━━ RECORD EXTRACTS ━━

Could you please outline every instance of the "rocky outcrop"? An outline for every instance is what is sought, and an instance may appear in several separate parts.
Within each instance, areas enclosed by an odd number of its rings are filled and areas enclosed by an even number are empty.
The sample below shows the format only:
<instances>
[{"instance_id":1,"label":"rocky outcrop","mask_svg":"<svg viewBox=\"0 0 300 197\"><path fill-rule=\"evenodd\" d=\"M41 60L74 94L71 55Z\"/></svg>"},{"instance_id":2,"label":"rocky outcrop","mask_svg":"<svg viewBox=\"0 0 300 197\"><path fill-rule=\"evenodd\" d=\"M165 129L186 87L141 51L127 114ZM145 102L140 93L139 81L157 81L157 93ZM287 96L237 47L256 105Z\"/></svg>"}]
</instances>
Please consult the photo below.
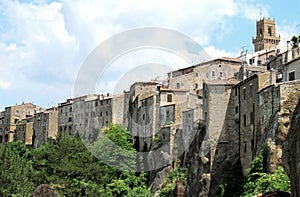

━━━

## [TASK TO CARRY OUT]
From the line that contains "129L186 87L141 51L127" to the last line of the records above, copy each line exactly, both ends included, and leave the pictures out.

## [RESULT OF THIS EXERCISE]
[{"instance_id":1,"label":"rocky outcrop","mask_svg":"<svg viewBox=\"0 0 300 197\"><path fill-rule=\"evenodd\" d=\"M41 60L74 94L71 55Z\"/></svg>"},{"instance_id":2,"label":"rocky outcrop","mask_svg":"<svg viewBox=\"0 0 300 197\"><path fill-rule=\"evenodd\" d=\"M165 129L186 87L141 51L127 114ZM145 102L140 93L139 81L157 81L157 93ZM287 96L237 47L256 105Z\"/></svg>"}]
</instances>
Please consult the photo below.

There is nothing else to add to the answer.